[start Given data]
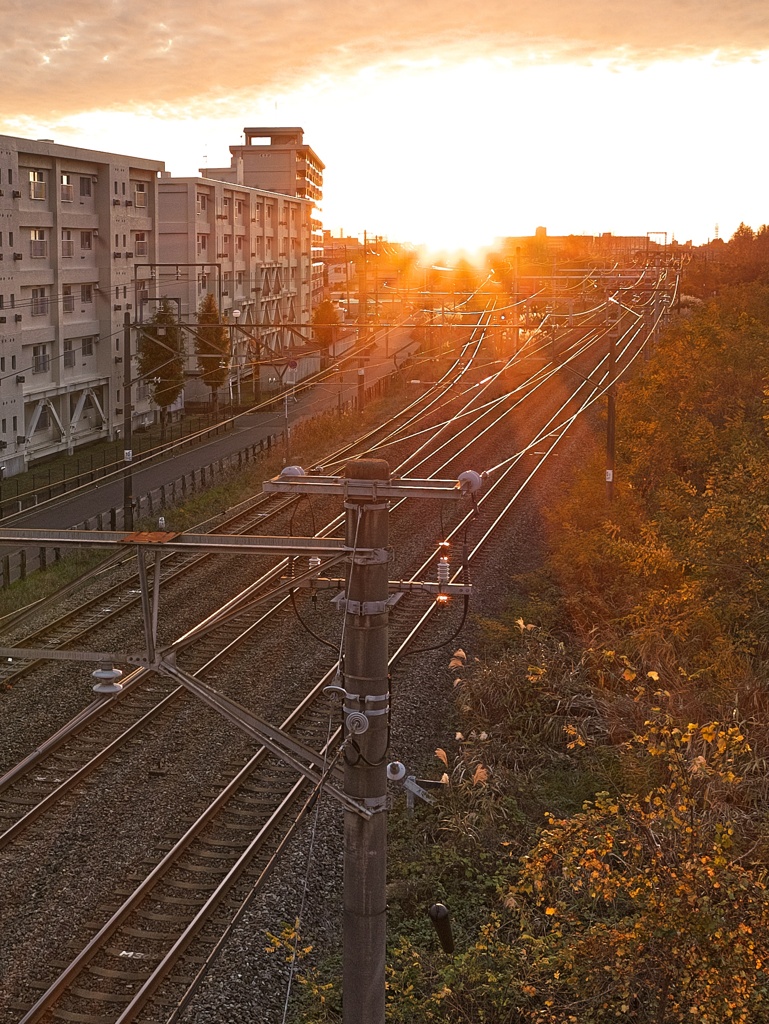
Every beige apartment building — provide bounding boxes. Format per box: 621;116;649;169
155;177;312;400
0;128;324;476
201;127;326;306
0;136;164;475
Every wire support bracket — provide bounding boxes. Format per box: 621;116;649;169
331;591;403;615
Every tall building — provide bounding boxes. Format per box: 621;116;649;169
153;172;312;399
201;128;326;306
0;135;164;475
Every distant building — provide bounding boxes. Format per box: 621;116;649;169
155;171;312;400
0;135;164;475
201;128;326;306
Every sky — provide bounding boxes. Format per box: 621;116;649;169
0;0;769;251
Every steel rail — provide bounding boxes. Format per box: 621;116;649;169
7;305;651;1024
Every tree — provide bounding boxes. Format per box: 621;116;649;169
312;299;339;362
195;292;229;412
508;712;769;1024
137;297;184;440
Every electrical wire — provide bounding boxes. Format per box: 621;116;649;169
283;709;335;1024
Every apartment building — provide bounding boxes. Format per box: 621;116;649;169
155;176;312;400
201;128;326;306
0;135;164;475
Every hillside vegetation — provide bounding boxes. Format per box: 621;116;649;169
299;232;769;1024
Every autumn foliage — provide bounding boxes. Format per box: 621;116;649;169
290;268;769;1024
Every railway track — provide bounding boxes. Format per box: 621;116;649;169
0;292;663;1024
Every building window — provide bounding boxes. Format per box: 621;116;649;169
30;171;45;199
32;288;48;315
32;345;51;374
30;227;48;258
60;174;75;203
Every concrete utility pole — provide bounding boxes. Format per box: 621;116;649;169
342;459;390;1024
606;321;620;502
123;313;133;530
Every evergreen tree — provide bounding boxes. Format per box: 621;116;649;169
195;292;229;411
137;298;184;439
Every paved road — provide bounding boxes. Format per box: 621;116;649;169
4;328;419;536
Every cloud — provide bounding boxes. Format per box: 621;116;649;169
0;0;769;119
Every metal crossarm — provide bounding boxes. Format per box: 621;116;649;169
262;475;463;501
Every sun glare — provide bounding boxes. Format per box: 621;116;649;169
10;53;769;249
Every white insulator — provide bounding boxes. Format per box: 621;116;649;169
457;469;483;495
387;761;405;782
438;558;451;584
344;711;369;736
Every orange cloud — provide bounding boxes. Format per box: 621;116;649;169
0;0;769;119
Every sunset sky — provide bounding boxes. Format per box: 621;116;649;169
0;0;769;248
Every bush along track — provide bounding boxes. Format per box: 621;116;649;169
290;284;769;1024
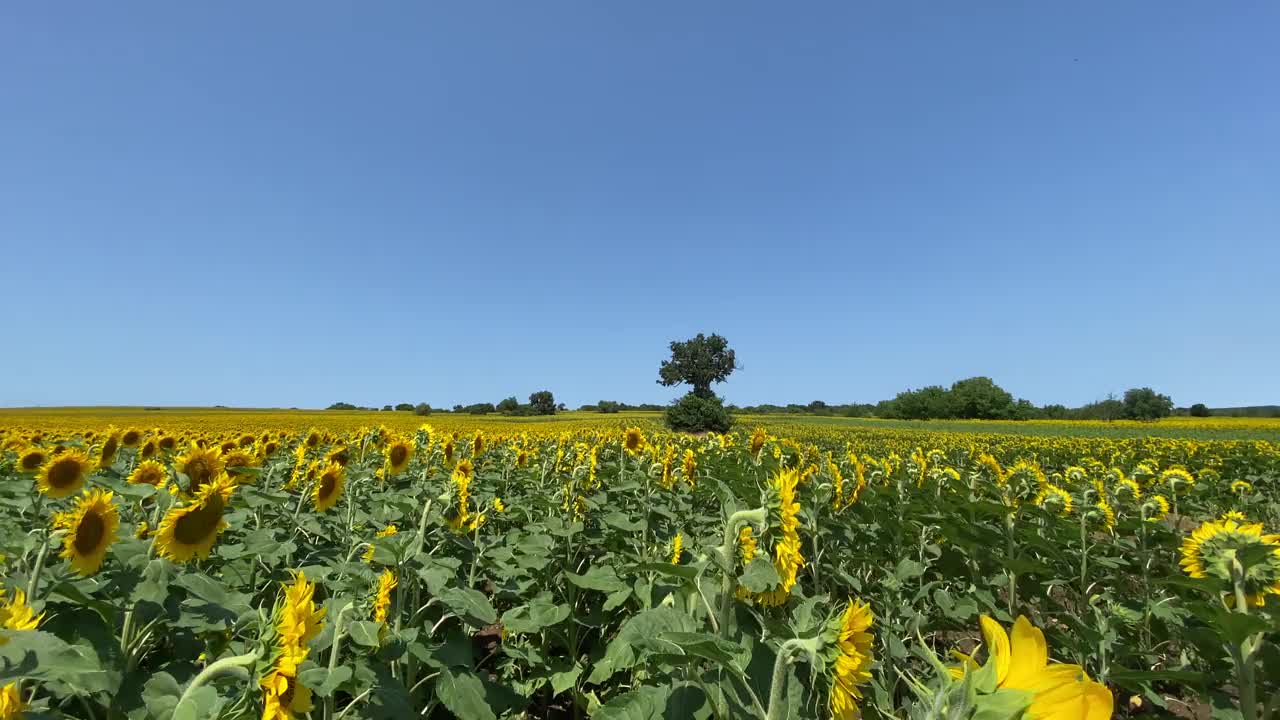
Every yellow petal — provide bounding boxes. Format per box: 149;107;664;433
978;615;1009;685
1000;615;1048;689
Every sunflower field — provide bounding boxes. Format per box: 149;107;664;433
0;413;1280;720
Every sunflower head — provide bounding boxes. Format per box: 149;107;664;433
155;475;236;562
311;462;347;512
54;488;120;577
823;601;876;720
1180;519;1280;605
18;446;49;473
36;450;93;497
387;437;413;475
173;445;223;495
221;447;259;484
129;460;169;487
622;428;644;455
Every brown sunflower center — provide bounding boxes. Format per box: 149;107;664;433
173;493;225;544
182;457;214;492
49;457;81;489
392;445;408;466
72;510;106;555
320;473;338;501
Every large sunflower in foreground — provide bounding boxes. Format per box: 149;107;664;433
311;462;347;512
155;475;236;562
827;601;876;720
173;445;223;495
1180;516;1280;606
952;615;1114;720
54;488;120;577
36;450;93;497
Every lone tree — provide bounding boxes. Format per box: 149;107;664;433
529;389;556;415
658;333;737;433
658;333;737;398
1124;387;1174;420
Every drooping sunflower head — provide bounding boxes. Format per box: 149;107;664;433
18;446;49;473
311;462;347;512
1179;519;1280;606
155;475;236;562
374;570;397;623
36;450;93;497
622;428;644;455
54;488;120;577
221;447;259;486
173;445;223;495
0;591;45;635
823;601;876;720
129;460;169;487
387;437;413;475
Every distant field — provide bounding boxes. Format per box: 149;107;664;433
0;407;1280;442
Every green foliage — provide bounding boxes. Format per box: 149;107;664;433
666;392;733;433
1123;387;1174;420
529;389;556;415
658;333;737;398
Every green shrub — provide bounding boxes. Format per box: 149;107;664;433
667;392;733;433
[end Given data]
[start Given data]
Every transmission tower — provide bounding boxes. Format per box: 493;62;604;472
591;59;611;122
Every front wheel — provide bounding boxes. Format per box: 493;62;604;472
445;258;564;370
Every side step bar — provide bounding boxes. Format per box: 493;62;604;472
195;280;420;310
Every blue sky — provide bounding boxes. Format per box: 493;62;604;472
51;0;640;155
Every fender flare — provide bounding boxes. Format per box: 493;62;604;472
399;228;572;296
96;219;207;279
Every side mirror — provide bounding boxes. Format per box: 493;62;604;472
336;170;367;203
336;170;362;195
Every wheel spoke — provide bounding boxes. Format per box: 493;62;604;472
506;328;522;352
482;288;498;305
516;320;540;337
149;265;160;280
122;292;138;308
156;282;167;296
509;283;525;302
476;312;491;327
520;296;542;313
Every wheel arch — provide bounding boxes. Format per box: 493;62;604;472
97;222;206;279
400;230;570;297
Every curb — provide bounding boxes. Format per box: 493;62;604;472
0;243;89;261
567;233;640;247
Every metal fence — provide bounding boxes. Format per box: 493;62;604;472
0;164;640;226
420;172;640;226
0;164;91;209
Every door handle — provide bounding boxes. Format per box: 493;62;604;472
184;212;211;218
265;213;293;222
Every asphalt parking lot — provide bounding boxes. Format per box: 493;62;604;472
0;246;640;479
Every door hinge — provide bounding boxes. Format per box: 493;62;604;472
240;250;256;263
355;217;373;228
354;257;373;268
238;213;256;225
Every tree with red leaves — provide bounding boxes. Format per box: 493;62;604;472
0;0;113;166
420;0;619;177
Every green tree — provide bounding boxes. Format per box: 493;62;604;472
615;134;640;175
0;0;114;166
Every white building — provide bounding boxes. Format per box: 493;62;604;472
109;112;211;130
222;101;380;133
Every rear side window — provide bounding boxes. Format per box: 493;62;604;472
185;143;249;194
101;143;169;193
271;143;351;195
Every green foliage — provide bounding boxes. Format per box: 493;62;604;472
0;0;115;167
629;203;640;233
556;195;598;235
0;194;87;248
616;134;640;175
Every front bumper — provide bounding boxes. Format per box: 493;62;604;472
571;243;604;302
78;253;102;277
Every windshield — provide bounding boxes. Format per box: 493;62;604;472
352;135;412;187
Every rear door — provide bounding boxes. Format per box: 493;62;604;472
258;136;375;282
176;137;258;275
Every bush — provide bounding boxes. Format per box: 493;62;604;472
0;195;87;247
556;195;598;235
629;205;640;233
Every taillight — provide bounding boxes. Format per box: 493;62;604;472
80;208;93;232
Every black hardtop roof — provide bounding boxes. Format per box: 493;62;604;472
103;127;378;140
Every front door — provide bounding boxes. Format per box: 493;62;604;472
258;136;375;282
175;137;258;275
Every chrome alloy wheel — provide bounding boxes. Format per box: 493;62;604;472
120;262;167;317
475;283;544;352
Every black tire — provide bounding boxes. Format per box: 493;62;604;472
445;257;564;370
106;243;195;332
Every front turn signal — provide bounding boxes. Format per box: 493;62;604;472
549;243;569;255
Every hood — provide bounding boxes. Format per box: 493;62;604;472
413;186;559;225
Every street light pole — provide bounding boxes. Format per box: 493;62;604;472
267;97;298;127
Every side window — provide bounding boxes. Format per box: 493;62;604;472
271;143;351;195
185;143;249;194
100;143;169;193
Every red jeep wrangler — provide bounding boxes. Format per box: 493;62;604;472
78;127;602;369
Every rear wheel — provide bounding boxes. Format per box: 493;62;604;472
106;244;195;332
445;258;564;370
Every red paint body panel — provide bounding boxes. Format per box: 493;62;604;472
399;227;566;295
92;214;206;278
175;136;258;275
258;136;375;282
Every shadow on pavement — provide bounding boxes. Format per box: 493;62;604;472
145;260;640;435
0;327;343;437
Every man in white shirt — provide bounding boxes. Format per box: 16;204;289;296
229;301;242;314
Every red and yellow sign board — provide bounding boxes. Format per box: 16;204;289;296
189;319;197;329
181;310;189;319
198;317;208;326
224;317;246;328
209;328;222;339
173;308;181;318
[end Given data]
Please repeat everything from the line containing "Every paved road" down to the line containing "262;475;463;501", replacing "metal crossarm" with "steel crossarm" and keeping all else in those lines the same.

Every paved road — provide bounding boxes. Format per box: 621;116;649;169
4;328;419;536
Every cloud — provide bounding boxes. Format per box: 621;116;649;169
0;0;769;119
Every steel crossarm — provide bounding boxes. Format per box: 621;116;649;169
262;475;463;501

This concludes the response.